Return the material below in full and exactly.

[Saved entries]
____

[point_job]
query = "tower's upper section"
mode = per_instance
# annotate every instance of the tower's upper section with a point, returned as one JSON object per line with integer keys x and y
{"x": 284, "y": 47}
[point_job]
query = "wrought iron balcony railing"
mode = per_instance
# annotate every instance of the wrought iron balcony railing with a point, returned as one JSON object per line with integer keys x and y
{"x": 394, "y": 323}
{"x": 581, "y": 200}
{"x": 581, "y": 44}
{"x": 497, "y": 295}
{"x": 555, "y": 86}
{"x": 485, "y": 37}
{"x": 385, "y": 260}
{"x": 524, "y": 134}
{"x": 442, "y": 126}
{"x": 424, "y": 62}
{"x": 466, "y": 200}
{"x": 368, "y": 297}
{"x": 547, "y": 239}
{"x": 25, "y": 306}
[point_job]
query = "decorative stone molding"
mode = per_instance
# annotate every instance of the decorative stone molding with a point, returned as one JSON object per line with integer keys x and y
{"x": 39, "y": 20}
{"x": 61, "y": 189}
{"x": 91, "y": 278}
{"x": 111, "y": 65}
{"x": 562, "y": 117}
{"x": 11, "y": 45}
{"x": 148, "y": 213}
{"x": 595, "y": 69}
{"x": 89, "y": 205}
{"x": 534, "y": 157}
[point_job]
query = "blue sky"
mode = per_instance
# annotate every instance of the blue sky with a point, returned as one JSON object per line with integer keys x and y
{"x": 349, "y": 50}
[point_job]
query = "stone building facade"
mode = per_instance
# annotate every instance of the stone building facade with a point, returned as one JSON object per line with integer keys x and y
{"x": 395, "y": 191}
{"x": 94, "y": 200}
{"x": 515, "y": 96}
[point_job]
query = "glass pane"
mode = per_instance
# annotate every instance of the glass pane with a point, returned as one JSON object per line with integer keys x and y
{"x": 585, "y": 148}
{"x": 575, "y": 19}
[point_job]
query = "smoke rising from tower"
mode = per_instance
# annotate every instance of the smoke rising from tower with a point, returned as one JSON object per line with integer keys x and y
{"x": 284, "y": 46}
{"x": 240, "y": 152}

____

- REPLY
[point_job]
query = "tower's upper section"
mode = per_instance
# annotate every instance of the tower's upper section with a point, returned as one JSON object per line with integer keys x and y
{"x": 284, "y": 47}
[point_job]
query = "wrought iron balcony railing"
mode = per_instance
# annotate every instance of the wrought iron balcony railing with a point, returned as one JSON object per line with integer keys x and y
{"x": 394, "y": 323}
{"x": 581, "y": 200}
{"x": 581, "y": 44}
{"x": 497, "y": 295}
{"x": 555, "y": 86}
{"x": 485, "y": 37}
{"x": 385, "y": 260}
{"x": 524, "y": 134}
{"x": 442, "y": 126}
{"x": 424, "y": 62}
{"x": 466, "y": 200}
{"x": 368, "y": 297}
{"x": 547, "y": 239}
{"x": 25, "y": 306}
[point_job]
query = "decorative stone molding"
mode = per_instance
# annotate every instance of the decorative stone molding with a point, returned as one JSON object per line with integer keys x and y
{"x": 39, "y": 20}
{"x": 61, "y": 189}
{"x": 91, "y": 278}
{"x": 111, "y": 65}
{"x": 562, "y": 117}
{"x": 11, "y": 45}
{"x": 148, "y": 213}
{"x": 595, "y": 69}
{"x": 89, "y": 205}
{"x": 534, "y": 157}
[point_job]
query = "blue sky"
mode = per_instance
# annotate every instance of the blue sky with a point, returned as one JSON object per line with integer keys x and y
{"x": 349, "y": 50}
[point_job]
query = "stone building facade"
mode = per_instance
# annotate every instance of the stone building facade with a point, returned as one JSON object per line with integer keys x and y
{"x": 395, "y": 191}
{"x": 94, "y": 200}
{"x": 515, "y": 96}
[point_job]
query = "glass pane"
mode = per_instance
# annotate every instance of the glass pane with a point, returned as one JSON object per line with integer keys x and y
{"x": 585, "y": 148}
{"x": 575, "y": 19}
[point_job]
query = "smoke rising from tower"
mode = per_instance
# annotate every instance of the smoke rising from tower with a point, returned as one JSON object per line with integer keys x and y
{"x": 284, "y": 46}
{"x": 240, "y": 152}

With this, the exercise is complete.